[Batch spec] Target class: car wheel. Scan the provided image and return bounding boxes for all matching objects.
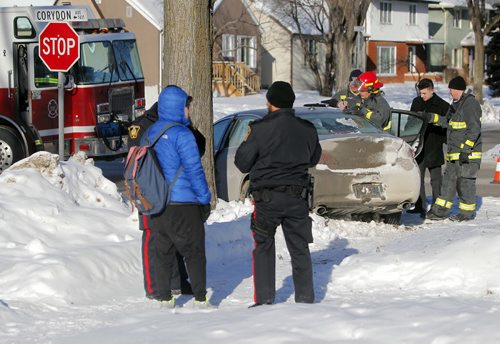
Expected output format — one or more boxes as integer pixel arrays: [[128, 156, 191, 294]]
[[383, 212, 401, 225], [0, 125, 25, 173], [240, 179, 250, 202]]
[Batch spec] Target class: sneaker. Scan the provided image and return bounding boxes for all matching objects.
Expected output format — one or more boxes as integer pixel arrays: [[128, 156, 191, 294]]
[[450, 213, 474, 222], [427, 211, 446, 221], [160, 297, 175, 309], [193, 297, 216, 309]]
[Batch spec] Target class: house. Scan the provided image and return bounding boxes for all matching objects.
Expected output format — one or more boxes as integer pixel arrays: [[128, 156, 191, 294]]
[[212, 0, 261, 96], [248, 0, 326, 90], [429, 0, 493, 80], [364, 0, 442, 83]]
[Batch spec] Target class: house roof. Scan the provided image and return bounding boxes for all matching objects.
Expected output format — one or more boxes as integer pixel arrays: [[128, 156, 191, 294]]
[[254, 0, 328, 35], [125, 0, 163, 31]]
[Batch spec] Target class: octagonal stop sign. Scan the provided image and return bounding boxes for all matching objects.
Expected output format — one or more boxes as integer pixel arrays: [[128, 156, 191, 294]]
[[38, 22, 80, 72]]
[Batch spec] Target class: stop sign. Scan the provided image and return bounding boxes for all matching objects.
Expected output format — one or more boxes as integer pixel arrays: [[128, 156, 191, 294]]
[[38, 22, 80, 72]]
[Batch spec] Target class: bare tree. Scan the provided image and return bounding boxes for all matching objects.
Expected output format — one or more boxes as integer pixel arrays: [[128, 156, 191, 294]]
[[467, 0, 500, 104], [162, 0, 217, 204], [278, 0, 370, 96]]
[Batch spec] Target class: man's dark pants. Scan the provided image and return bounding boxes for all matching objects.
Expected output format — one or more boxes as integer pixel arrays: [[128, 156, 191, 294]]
[[151, 204, 207, 301], [251, 191, 314, 304]]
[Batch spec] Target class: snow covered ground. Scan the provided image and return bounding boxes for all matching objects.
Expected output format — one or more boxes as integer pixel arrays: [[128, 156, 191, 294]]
[[0, 86, 500, 344]]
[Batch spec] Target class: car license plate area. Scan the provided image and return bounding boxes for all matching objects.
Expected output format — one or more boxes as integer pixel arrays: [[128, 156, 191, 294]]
[[352, 183, 382, 199]]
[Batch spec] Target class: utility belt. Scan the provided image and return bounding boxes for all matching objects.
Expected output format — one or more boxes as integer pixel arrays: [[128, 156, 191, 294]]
[[251, 185, 308, 202]]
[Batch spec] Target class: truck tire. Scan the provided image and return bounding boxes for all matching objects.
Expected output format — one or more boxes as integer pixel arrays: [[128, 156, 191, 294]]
[[0, 125, 25, 173]]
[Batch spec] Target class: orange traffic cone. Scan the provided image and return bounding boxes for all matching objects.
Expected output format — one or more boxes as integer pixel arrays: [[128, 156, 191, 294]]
[[491, 156, 500, 184]]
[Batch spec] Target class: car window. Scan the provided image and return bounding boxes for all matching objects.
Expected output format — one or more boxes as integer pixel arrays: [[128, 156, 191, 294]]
[[214, 118, 232, 152], [228, 117, 255, 147]]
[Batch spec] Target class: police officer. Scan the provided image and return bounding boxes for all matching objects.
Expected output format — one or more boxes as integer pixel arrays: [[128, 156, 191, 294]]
[[408, 78, 450, 218], [321, 69, 362, 110], [351, 72, 391, 131], [427, 76, 482, 221], [234, 81, 321, 307]]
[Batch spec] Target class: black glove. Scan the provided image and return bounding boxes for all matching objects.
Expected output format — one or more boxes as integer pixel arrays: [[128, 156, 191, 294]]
[[200, 204, 210, 223], [458, 152, 469, 165]]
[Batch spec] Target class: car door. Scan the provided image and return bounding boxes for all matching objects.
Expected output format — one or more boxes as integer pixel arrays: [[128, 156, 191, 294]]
[[390, 109, 427, 157], [214, 115, 258, 201]]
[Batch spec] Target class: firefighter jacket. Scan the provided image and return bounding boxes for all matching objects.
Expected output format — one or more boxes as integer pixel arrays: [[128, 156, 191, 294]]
[[359, 91, 391, 131], [431, 92, 482, 163], [323, 87, 361, 110], [234, 109, 321, 190], [409, 93, 450, 167]]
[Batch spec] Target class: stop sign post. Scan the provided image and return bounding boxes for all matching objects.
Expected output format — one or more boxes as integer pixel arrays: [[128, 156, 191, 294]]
[[38, 22, 80, 160]]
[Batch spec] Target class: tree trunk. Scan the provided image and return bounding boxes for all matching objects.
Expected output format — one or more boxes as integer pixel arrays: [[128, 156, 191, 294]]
[[162, 0, 217, 205]]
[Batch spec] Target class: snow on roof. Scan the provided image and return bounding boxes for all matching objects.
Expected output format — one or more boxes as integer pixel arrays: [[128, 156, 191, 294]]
[[254, 0, 328, 35], [125, 0, 163, 31]]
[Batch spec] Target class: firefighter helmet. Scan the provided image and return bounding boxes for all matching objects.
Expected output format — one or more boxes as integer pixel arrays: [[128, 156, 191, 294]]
[[350, 72, 384, 93]]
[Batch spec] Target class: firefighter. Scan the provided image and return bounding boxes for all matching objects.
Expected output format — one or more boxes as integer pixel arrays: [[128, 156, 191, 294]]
[[351, 72, 391, 131], [407, 78, 450, 218], [234, 81, 321, 307], [427, 76, 482, 221], [321, 69, 362, 110]]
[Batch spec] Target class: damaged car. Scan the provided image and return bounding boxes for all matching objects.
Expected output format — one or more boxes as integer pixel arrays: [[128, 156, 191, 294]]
[[214, 104, 427, 224]]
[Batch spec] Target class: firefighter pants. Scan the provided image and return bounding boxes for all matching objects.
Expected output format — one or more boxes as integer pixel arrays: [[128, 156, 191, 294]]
[[251, 191, 314, 304], [432, 161, 480, 218], [139, 214, 191, 298], [147, 204, 207, 301], [415, 163, 443, 212]]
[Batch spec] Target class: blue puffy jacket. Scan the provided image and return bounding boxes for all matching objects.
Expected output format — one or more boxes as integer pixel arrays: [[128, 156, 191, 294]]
[[148, 86, 210, 204]]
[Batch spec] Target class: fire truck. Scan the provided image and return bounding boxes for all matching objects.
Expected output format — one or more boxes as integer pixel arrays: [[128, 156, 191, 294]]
[[0, 5, 145, 173]]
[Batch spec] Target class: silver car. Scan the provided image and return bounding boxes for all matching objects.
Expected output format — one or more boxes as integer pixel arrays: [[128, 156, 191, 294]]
[[214, 104, 427, 224]]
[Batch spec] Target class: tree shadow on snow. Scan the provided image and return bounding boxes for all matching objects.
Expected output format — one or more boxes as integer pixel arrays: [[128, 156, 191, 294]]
[[276, 239, 359, 303]]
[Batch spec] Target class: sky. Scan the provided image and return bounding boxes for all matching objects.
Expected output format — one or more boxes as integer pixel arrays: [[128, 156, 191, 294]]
[[0, 84, 500, 344]]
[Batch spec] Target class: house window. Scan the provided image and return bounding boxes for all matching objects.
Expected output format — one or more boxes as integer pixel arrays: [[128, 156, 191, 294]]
[[451, 48, 462, 68], [451, 9, 462, 29], [377, 47, 396, 75], [408, 4, 417, 25], [221, 34, 235, 57], [408, 46, 417, 73], [236, 36, 257, 68], [380, 2, 392, 24], [304, 38, 318, 66]]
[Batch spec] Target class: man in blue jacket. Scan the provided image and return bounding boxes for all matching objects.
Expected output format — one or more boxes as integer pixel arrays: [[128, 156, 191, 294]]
[[147, 85, 211, 308]]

What you should do: Could you write out all of the items above word for word, leaving out the pictures?

Solution below:
[Batch spec] Target class: car wheel. Scan the provided image and return bounding boxes for all matching objects.
Expected output format — one or more boxes as integer pixel arrays: [[128, 156, 191, 294]]
[[383, 212, 401, 225], [0, 125, 25, 173], [240, 179, 250, 202]]
[Batch spec] Target class: sneaker. Scan the provided image and return bounding boxes for all matching objects.
Expected output format — one or more boxes as integer pixel arrays: [[128, 156, 191, 294]]
[[450, 213, 474, 222], [427, 211, 446, 221], [160, 297, 175, 309], [193, 297, 216, 309]]
[Batch spec] Target class: house. Scan the provided image and return bounding boxes for all matching objects.
Expected output format — one or more boxes as integer pixel arrays: [[128, 156, 191, 294]]
[[212, 0, 261, 96], [248, 0, 326, 90], [429, 0, 493, 80], [364, 0, 442, 83]]
[Batch spec] Target class: house roof. Scan the provided image and return bounding boxes for all matching objects.
Expected output format — one or more boxes as integer pixel arrays: [[128, 156, 191, 294]]
[[254, 0, 328, 35], [125, 0, 163, 31]]
[Batch spec] Target class: octagonal stop sign. Scan the provided image and return bounding boxes for all matching objects.
Expected output format — one or more boxes as integer pixel arrays: [[128, 156, 191, 294]]
[[38, 22, 80, 72]]
[Batch spec] Target class: stop sign. Scan the provided image and return bounding boxes for all matching objects.
Expected output format — one or more boxes as integer pixel arrays: [[128, 156, 191, 294]]
[[38, 22, 80, 72]]
[Batch spec] Target class: bare tree. Scan the provided image and return bounding boxes for all matching objects.
Expected output format — one or more boxes as integer pixel arrays: [[128, 156, 191, 294]]
[[467, 0, 500, 104], [162, 0, 217, 204], [278, 0, 370, 96]]
[Batch spec] Target class: man's dark pants. Scan the provided image and return bounding boxes for all matching objects.
Expected output format — one or more boxes as integer pixel arrays: [[128, 156, 191, 294]]
[[151, 204, 207, 301], [251, 191, 314, 304]]
[Batch spec] Target class: snow covered ground. Scan the provided image and return bounding boxes for all matching objects.
Expected output format — one or more boxes as integer pixel arrays: [[128, 156, 191, 294]]
[[0, 86, 500, 344]]
[Batch spec] Target class: car license plate area. Scan the provided image and return bounding boxes for all matching objects.
Expected output format — one or more boxes as integer pixel arrays: [[128, 156, 191, 294]]
[[352, 183, 382, 199]]
[Batch spec] Target class: utility belt. Scan the provided image and return bounding boxes for all matching objects.
Expected output format — one or more boxes as integer pixel arrays: [[128, 156, 191, 294]]
[[251, 185, 308, 202]]
[Batch spec] Target class: truck tire. Scan the provided image and return bounding boxes for all matching objects.
Expected output format — one or more boxes as integer pixel arrays: [[128, 156, 191, 294]]
[[0, 125, 25, 173]]
[Batch spec] Target class: orange traffic cone. Scan the provided image and return bounding boxes for all matching objects.
Expected output format — one or more boxes as integer pixel arrays: [[128, 156, 191, 294]]
[[491, 156, 500, 184]]
[Batch spec] Target class: car window. Scan the provided image and return bounding boxes for all matching objects.
Expected output format — one or more boxes as integer pixel arrays: [[128, 156, 191, 294]]
[[214, 118, 232, 152], [228, 117, 255, 147]]
[Batch spec] Target class: police officer. Scan the provided image and return bounding boxes for all matching objects.
Expected output format — one or more boxes as integer pixel arrays: [[128, 156, 191, 294]]
[[408, 78, 450, 218], [321, 69, 362, 110], [351, 72, 391, 131], [427, 76, 482, 221], [234, 81, 321, 307]]
[Batch spec] Target class: black glove. Scan the provided image and return bounding boxes for all matching objects.
Expected output format — one or more boxes as integer pixel arrays: [[128, 156, 191, 294]]
[[200, 204, 210, 223], [458, 152, 469, 165]]
[Batch spec] Target class: car door. Scan the provided image and return bounding boxes for all matching objects.
Expected output format — one or more boxes as integer pixel arrays: [[128, 156, 191, 294]]
[[390, 109, 427, 157], [214, 115, 258, 201]]
[Batch spec] Target class: firefighter jacket. Scan the provided image and return bounding boxes for all matching objects.
Expected output format — one or more boxes as integer pixel arrays: [[128, 156, 191, 294]]
[[359, 91, 391, 131], [431, 92, 482, 163], [323, 87, 361, 110], [234, 109, 321, 190], [409, 93, 450, 167]]
[Batch spec] Target class: stop sign post. Scan the provided image and return bounding boxes for all matching objects.
Expected output format — one or more boxes as integer pixel arrays: [[128, 156, 191, 294]]
[[38, 22, 80, 160]]
[Batch spec] Target class: tree trunk. Scan the provided image and return bounding boxes for all matching objects.
Expected output format — one or more boxes as integer pixel arrays: [[128, 156, 191, 294]]
[[162, 0, 217, 205]]
[Batch spec] Target class: snow on roof. Scan the provided image and return bounding boxes for all matching objects.
Expected output format — one or more boxes as integer pixel arrays: [[128, 156, 191, 294]]
[[254, 0, 328, 35], [125, 0, 163, 31]]
[Batch spec] Target class: firefighter helmet. Scan the provided image and return bounding boxes for all matching objects.
Expected output format — one or more boxes as integer pixel arrays: [[128, 156, 191, 294]]
[[350, 72, 384, 93]]
[Batch spec] Target class: firefighter. Scan the provided image and return bounding boxes for all matching objects.
Expected output format — one or more boxes as integer pixel arrays: [[128, 156, 191, 294]]
[[351, 72, 391, 131], [407, 78, 450, 218], [234, 81, 321, 307], [427, 76, 482, 221], [321, 69, 362, 110]]
[Batch spec] Target class: damaged car. Scan the provided image and return bounding boxes for all matching objects.
Expected output format — one or more boxes as integer pixel arrays: [[128, 156, 191, 294]]
[[214, 104, 427, 224]]
[Batch spec] Target class: firefighter pants. Scan the provided image and return bounding boxes for all matching objects.
Expected output format — one or more boxes as integer pixel arrays: [[128, 156, 191, 294]]
[[251, 191, 314, 304], [432, 161, 480, 218], [139, 214, 191, 298], [147, 204, 207, 301], [415, 163, 443, 212]]
[Batch spec] Target class: blue puffy jacket. Scan the provided image and return bounding boxes for all matching objects.
Expected output format — one or more boxes as integer pixel arrays: [[128, 156, 191, 294]]
[[148, 86, 210, 204]]
[Batch spec] Target class: fire truck. Scan the provided image and return bounding boxes for all matching objects.
Expected output format — one or more boxes as integer pixel arrays: [[128, 156, 191, 294]]
[[0, 5, 145, 173]]
[Batch spec] Target class: silver car. Scan the provided image and return bounding boxes for all matching objects.
Expected output format — one or more boxes as integer pixel arrays: [[128, 156, 191, 294]]
[[214, 104, 427, 224]]
[Batch spec] Target class: tree shadow on snow. Scan the provided image and return bounding boxes for all matching objects.
Expected output format — one or more boxes as integer pixel arrays: [[128, 156, 191, 294]]
[[276, 239, 359, 303]]
[Batch spec] Target class: sky. Scan the provided image and return bounding boxes for all matching objects.
Expected output format — one or more boxes as integer pixel arrays: [[128, 156, 191, 294]]
[[0, 84, 500, 344]]
[Batch spec] Target class: house window. Scan the provided image and return bounding boxes for all matching objects.
Expected output format — one or more boxes as integer pixel arrays: [[128, 156, 191, 294]]
[[451, 48, 462, 68], [451, 9, 462, 29], [377, 47, 396, 75], [408, 4, 417, 25], [221, 34, 235, 57], [408, 46, 417, 73], [236, 36, 257, 68], [380, 2, 392, 24], [304, 38, 318, 66]]
[Batch spec] Target class: man in blue jacket. Scan the provided image and return bounding boxes for all matching objects.
Expected output format — one or more boxes as integer pixel arrays: [[128, 156, 191, 294]]
[[147, 85, 211, 308]]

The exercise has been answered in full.